What to produce
Copy the rows below verbatim, from the line with "olive tree in" up to and including the line with "1037,364 -> 1456,819".

--- BEGIN Records shown ---

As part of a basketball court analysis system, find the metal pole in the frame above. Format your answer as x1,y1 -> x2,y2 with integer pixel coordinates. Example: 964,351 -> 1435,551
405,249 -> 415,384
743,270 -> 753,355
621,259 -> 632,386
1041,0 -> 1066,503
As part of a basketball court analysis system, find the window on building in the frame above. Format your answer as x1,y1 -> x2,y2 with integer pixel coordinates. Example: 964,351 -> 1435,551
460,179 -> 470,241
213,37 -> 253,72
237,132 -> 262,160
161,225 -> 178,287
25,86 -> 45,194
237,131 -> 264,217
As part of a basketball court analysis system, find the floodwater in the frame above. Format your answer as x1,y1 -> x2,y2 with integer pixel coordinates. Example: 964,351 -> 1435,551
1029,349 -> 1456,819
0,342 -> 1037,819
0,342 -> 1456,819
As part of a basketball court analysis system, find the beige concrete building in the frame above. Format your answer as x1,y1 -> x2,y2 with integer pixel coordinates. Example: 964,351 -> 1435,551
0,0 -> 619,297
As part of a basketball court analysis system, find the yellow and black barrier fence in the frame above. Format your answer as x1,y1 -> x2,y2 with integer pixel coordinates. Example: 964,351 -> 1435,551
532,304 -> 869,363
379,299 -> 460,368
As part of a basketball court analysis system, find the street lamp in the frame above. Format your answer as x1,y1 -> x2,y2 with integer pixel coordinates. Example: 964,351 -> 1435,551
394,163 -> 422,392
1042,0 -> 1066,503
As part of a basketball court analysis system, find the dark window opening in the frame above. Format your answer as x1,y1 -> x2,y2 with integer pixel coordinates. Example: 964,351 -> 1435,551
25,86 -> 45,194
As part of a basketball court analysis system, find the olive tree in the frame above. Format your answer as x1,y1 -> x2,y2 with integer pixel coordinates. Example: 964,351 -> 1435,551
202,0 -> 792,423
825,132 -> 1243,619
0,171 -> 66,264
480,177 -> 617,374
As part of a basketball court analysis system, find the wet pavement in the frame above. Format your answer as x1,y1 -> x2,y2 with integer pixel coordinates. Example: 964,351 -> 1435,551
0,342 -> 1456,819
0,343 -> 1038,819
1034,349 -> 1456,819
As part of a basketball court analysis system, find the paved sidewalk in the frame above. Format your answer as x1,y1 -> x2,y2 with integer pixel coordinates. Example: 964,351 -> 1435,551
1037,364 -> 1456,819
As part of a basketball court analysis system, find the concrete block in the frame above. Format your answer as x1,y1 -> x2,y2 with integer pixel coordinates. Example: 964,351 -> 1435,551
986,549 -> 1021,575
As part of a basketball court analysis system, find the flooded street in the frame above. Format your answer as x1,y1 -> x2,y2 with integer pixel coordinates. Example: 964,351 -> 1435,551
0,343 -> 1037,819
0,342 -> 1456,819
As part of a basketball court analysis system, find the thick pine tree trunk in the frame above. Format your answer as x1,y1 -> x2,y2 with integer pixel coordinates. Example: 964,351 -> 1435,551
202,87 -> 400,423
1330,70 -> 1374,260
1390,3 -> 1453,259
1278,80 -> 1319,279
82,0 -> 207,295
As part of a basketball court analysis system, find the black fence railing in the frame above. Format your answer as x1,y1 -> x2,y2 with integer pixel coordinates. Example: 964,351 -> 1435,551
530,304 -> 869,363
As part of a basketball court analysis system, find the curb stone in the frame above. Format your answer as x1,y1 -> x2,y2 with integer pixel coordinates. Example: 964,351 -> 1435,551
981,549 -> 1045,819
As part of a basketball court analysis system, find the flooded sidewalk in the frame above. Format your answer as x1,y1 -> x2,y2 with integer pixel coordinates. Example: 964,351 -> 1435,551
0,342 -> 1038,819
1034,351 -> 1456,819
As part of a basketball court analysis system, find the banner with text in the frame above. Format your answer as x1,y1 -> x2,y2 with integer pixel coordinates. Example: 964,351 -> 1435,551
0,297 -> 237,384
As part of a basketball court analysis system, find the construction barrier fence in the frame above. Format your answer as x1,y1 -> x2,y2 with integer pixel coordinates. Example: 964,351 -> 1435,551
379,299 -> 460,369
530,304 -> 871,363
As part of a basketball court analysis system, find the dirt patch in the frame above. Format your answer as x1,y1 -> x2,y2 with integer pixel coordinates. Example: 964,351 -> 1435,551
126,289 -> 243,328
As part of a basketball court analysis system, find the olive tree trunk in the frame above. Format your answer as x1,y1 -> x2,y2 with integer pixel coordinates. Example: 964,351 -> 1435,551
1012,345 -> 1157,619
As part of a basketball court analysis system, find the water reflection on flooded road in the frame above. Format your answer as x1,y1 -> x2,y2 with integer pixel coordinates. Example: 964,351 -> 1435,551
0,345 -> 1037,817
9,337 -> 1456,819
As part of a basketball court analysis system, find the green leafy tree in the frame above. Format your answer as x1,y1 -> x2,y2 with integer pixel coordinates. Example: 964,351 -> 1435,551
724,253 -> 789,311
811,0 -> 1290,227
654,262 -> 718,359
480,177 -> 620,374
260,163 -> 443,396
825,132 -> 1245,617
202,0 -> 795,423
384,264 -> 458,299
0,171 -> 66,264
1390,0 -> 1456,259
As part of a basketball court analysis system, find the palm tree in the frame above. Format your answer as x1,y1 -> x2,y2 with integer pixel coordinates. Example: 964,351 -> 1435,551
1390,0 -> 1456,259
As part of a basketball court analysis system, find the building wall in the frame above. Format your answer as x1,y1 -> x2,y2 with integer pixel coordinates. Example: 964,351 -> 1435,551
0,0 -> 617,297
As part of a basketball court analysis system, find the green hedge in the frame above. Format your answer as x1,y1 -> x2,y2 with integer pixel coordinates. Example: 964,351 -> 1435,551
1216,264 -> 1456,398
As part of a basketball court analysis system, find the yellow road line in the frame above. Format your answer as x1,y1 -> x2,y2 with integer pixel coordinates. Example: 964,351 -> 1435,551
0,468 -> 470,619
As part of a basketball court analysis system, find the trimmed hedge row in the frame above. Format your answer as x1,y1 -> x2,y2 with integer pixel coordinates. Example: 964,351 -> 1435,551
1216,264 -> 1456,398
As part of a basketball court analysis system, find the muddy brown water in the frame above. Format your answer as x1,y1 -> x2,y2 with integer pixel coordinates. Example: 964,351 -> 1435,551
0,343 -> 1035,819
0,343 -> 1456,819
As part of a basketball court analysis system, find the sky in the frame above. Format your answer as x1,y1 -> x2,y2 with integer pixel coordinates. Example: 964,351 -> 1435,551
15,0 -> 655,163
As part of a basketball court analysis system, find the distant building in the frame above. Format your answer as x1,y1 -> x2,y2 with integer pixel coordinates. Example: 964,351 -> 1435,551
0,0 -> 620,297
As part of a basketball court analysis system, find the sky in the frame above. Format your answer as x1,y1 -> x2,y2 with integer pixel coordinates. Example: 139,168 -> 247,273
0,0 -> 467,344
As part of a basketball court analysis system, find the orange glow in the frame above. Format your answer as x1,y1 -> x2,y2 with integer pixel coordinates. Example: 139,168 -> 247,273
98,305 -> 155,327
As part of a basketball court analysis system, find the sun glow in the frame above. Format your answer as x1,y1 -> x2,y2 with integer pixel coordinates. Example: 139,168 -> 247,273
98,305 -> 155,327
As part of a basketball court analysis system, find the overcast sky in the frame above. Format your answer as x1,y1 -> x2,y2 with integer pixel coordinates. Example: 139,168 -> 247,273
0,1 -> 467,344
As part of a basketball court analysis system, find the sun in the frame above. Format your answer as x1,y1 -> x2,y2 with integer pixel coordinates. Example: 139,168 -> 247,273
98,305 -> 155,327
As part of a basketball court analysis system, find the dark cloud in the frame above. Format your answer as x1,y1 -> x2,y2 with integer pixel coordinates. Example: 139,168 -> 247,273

--- END Records shown ---

Solution to this task
As part of a basketball court analysis system, find the olive tree in the frame above. Format your answer as x1,y1 -> x2,y2 with integer pixel coordinates. Example: 964,351 -> 1435,551
202,0 -> 792,423
825,132 -> 1243,619
0,171 -> 66,264
480,177 -> 617,374
As part of a basketball court analysis system, find the wet pavement in the frame above. Format your answer as x1,y1 -> x2,y2 with integer pixel coordinates. Example: 964,351 -> 1435,551
0,342 -> 1456,819
0,343 -> 1038,819
1034,349 -> 1456,819
As part of a basketball court analysis system, find the paved sidewalk in the frame above. Format your answer as x1,y1 -> x2,y2 with integer pixel coordinates. Example: 964,351 -> 1435,551
1037,364 -> 1456,819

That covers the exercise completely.